▸ **Work task**
Transcribe, exactly and in full, every record shown below, while omitting its images.

▸ **Records**
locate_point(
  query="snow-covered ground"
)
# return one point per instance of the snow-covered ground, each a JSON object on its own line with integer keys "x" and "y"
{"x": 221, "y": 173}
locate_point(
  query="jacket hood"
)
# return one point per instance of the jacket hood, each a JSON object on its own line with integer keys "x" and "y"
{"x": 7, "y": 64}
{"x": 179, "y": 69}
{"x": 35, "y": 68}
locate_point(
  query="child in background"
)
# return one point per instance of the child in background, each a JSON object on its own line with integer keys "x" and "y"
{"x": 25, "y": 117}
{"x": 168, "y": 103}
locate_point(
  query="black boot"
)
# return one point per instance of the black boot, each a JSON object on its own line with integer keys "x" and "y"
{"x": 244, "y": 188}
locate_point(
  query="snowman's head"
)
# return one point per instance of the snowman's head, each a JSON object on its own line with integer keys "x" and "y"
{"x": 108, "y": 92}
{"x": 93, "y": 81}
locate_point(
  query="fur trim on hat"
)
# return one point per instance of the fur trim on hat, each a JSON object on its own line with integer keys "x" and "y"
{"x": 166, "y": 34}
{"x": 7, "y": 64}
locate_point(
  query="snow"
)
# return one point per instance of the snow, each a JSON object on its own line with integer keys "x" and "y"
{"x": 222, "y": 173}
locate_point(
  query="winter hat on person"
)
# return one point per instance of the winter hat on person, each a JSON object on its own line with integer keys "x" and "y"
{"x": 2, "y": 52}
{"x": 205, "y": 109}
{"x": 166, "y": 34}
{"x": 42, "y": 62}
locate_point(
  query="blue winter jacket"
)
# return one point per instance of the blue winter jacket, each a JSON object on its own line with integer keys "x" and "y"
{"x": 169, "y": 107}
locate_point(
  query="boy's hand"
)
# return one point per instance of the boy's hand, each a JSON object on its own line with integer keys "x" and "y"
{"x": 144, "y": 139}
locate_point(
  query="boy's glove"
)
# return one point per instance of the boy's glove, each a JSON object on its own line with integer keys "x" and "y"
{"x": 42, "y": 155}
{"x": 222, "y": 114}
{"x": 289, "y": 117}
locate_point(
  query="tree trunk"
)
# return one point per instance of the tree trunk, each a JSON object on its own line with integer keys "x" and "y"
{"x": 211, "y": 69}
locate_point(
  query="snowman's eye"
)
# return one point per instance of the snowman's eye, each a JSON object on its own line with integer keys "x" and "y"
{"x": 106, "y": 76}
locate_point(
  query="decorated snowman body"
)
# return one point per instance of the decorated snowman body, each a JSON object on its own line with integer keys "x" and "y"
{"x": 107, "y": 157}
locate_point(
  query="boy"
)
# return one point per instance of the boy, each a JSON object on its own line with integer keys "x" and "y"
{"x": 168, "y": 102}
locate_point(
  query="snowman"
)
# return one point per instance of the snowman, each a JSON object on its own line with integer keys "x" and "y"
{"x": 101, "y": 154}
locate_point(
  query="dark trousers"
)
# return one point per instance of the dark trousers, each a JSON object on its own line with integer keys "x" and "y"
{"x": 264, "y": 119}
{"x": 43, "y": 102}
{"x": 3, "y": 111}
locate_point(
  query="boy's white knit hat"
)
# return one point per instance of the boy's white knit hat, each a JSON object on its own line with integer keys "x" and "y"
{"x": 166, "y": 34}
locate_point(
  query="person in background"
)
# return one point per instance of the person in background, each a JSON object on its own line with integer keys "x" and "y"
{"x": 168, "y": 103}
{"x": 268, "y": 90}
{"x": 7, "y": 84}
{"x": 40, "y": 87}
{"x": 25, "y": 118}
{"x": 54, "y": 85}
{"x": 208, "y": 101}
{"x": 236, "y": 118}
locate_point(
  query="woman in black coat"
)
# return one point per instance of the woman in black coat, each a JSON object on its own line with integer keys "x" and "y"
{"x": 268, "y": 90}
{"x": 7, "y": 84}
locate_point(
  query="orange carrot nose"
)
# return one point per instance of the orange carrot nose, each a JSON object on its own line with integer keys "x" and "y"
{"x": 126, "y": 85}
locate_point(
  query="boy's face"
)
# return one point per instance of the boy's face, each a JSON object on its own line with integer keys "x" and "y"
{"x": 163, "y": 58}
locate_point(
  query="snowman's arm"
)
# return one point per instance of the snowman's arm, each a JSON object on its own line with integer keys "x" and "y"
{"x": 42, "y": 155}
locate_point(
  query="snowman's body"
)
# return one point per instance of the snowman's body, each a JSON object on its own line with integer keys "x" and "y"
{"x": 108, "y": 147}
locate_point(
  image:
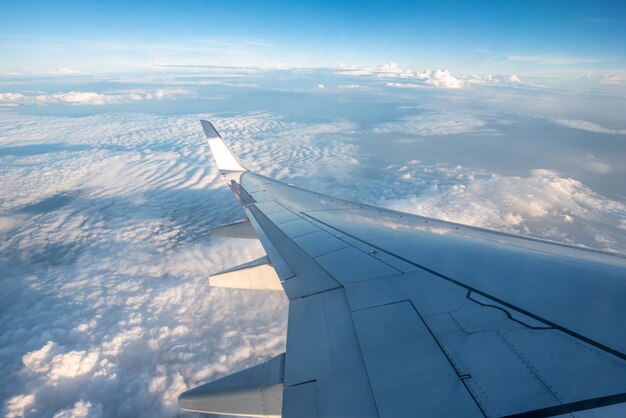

▸ **Answer**
locate_point(
  query="snow-covered ground"
)
# return one point per instance of the snow-covered ground, each a JSON object on its own line with integer keys "x" and "y"
{"x": 221, "y": 173}
locate_point(
  query="jacket hood"
)
# return one point per instance of the jacket hood, each a JSON object on its own line with integer keys "x" and "y"
{"x": 7, "y": 64}
{"x": 179, "y": 69}
{"x": 35, "y": 68}
locate_point(
  query="child in background"
)
# return one point per instance of the child in background, each a JSON object on its own line with integer keys "x" and "y"
{"x": 25, "y": 117}
{"x": 168, "y": 103}
locate_point(
  query="black boot"
)
# return one point per instance of the black boot, each a JSON object on its own line with integer keys "x" and "y"
{"x": 244, "y": 188}
locate_point(
  query="snowman's head"
)
# return one point per instance of the snowman's head, each a JSON object on its own line with integer keys "x" and "y"
{"x": 108, "y": 92}
{"x": 93, "y": 81}
locate_point(
  query="fur trim on hat"
)
# return one point per instance of the fur trim on hat, each a JSON object on its own line with integer keys "x" and "y"
{"x": 166, "y": 34}
{"x": 7, "y": 64}
locate_point(
  query="snow"
)
# return one point per instance of the snow, each a JSON object on its own line with integer keys "x" and "y"
{"x": 222, "y": 173}
locate_point(
  query="winter hat on person"
)
# return one point per instance of the winter hat on person, each a JSON object on its own line with integer keys "x" and "y"
{"x": 2, "y": 52}
{"x": 205, "y": 109}
{"x": 166, "y": 34}
{"x": 42, "y": 62}
locate_point(
  query="blue winter jacket"
)
# return one point per instance of the blue winter jacket, each a JSON object on its own line with integer keys "x" and "y"
{"x": 169, "y": 107}
locate_point(
  query="boy's hand"
)
# return one point per instance of the boy's hand, each a JSON object on its own line with integer keys "x" and "y"
{"x": 144, "y": 139}
locate_point(
  query="boy's glove"
)
# return one point per instance of the boy's glove, each a JSON object on its own line with integer keys "x" and "y"
{"x": 42, "y": 155}
{"x": 222, "y": 114}
{"x": 289, "y": 117}
locate_point(
  query="tree trunk"
)
# return one point per instance of the tree trunk, each a JSON object on its own line with integer keys "x" and "y"
{"x": 211, "y": 69}
locate_point(
  query="snowman's eye"
)
# return one point per instance of the snowman's eye, each a JSON object on its own line with integer keys "x" and "y"
{"x": 106, "y": 76}
locate_point(
  query="decorated snowman body"
)
# return one point per instance of the decorated snowman body, each a JSON object on its own line with integer keys "x" and "y"
{"x": 107, "y": 157}
locate_point(
  query="boy"
)
# return one point per instance of the boy, each a JSON object on its own line with integer keys "x" and "y"
{"x": 168, "y": 102}
locate_point(
  query="snowman"
)
# return one point per instance of the snowman, each a JSON object on its own line with integer keys "x" and "y"
{"x": 101, "y": 154}
locate_point(
  query="dark trousers"
)
# return one point per instance of the dark trousers, each a JSON object on its own line with integer keys "x" and "y"
{"x": 264, "y": 119}
{"x": 43, "y": 102}
{"x": 3, "y": 111}
locate_point(
  query="boy's white knit hat"
)
# return one point per instance of the boy's white knit hat, each a JSON object on its own line with integer keys "x" and "y"
{"x": 166, "y": 34}
locate_point(
  query="person in background"
)
# return one point per instance of the person in background, each a JSON object on its own line with integer keys "x" and "y"
{"x": 168, "y": 103}
{"x": 268, "y": 90}
{"x": 7, "y": 84}
{"x": 40, "y": 87}
{"x": 25, "y": 118}
{"x": 54, "y": 85}
{"x": 208, "y": 101}
{"x": 236, "y": 118}
locate_point(
  query="woman in black coat"
)
# return one point per instance of the woman in black coat, each a JSON object on its own line with integer keys "x" and "y"
{"x": 268, "y": 90}
{"x": 7, "y": 84}
locate_point(
  query="orange carrot nose"
)
# return one point per instance of the orange carrot nose, each a JSON object on its own line with integer keys "x" and "y"
{"x": 126, "y": 85}
locate_point(
  query="boy's face"
)
# return one point per instance of the boy's face, each a JSON object on its own line with integer keys "x" and "y"
{"x": 163, "y": 58}
locate_point(
  query="snowman's arm"
)
# return one point per instance of the snowman's arm, each a JSON object on its own line with integer keys "x" and "y"
{"x": 42, "y": 155}
locate_point(
  query="snowman's body"
)
# return one point per instance of the snowman's body, each a JSON object on its own line with integer keys "x" and "y"
{"x": 108, "y": 147}
locate_point(
  image:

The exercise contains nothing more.